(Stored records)

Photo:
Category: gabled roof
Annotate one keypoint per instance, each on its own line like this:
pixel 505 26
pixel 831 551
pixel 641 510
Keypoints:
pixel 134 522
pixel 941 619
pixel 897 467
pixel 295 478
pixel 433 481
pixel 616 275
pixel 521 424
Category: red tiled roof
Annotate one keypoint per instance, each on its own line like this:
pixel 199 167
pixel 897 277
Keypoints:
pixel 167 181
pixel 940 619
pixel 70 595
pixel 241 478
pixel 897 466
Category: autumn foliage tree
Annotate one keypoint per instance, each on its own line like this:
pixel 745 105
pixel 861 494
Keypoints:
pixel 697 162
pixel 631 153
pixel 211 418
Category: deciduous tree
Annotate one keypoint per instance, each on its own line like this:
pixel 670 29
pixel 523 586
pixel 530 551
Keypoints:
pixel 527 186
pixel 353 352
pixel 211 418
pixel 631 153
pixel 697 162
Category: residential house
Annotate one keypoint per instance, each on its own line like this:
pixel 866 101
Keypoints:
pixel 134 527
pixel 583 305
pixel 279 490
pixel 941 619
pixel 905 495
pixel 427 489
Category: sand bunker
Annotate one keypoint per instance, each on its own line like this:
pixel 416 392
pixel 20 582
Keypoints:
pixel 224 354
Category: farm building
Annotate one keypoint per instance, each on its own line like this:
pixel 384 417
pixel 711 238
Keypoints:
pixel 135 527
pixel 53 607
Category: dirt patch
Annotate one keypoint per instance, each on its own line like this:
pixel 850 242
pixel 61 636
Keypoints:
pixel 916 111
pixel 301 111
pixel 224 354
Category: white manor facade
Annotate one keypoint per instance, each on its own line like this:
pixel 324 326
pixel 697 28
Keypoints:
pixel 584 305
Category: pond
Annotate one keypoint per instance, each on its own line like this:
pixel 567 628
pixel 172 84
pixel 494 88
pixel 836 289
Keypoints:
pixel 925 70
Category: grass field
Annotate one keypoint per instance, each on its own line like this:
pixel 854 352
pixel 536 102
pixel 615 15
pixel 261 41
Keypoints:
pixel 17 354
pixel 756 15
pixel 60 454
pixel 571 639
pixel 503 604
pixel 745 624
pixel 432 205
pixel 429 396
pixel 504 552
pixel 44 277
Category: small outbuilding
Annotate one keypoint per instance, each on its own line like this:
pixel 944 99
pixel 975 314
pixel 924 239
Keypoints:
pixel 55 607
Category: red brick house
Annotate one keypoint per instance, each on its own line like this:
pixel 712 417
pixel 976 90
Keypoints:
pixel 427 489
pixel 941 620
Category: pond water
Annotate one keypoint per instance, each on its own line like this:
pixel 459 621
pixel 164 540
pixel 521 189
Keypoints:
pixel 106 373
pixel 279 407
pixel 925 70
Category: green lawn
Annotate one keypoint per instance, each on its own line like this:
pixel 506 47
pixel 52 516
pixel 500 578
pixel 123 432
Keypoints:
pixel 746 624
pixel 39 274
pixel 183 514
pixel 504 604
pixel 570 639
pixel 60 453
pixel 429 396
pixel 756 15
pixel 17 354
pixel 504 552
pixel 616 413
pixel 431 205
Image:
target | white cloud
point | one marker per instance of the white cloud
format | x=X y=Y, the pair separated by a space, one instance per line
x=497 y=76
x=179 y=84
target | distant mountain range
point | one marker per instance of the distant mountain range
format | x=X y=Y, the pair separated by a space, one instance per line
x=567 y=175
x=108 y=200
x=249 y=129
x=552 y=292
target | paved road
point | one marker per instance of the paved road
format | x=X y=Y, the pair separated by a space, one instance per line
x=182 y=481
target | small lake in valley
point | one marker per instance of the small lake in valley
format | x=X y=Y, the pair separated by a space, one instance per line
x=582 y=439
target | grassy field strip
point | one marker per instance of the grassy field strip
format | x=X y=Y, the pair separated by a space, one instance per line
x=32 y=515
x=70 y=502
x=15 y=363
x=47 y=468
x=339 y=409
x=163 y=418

Description of the task: Echo the lines above exactly, from the line with "target | paved road" up to and including the line with "x=182 y=481".

Result for this exercise:
target | paved road
point | one marker per instance of the paved road
format | x=X y=Y, the pair separated by a space, one instance per line
x=182 y=481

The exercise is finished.